▶ **Brief**
Copy the listing from the line containing "# test: locate the girl's blue" through its last line inclusive. Substitute "sandal" for "sneaker" throughout and leave everything else unchanged.

▶ **Input rows**
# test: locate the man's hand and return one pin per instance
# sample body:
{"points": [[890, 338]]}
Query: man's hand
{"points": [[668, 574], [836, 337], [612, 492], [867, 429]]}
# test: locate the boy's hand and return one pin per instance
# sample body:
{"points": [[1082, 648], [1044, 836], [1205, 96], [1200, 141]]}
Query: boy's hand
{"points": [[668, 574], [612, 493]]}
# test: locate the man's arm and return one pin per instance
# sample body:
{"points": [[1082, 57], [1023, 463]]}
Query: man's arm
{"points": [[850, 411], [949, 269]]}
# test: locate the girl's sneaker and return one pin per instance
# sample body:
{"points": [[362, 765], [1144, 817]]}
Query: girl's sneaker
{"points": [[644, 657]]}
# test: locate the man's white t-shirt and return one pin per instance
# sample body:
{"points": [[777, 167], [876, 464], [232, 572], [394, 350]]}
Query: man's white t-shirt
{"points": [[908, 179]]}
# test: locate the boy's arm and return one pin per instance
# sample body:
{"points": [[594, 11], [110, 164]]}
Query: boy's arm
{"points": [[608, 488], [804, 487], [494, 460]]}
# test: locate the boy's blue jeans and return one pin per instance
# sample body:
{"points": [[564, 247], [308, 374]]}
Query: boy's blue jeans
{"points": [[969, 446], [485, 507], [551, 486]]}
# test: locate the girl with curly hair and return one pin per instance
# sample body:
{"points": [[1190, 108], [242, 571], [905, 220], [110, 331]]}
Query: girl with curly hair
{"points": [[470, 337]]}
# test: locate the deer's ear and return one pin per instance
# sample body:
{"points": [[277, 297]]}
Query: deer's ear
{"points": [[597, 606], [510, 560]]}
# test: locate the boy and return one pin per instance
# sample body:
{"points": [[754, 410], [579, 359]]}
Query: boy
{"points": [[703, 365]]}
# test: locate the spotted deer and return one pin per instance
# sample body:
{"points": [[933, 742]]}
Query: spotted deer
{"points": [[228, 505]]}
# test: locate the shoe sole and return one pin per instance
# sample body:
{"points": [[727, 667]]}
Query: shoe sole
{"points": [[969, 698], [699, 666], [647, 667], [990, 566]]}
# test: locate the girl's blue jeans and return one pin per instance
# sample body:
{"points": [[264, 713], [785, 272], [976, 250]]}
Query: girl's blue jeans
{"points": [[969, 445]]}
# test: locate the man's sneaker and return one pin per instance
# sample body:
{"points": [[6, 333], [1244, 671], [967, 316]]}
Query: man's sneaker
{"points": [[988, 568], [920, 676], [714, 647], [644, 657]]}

▶ **Reply to the exercise**
# test: locate the girl's blue jeans and return one pin per instance
# sample body:
{"points": [[264, 713], [785, 272], [976, 250]]}
Query: girl's blue jeans
{"points": [[969, 445]]}
# test: locate the man's sandal and return one pin per instance
# sample body:
{"points": [[6, 333], [1244, 671], [967, 316]]}
Query: man's sandal
{"points": [[988, 568], [920, 676], [714, 647], [644, 657]]}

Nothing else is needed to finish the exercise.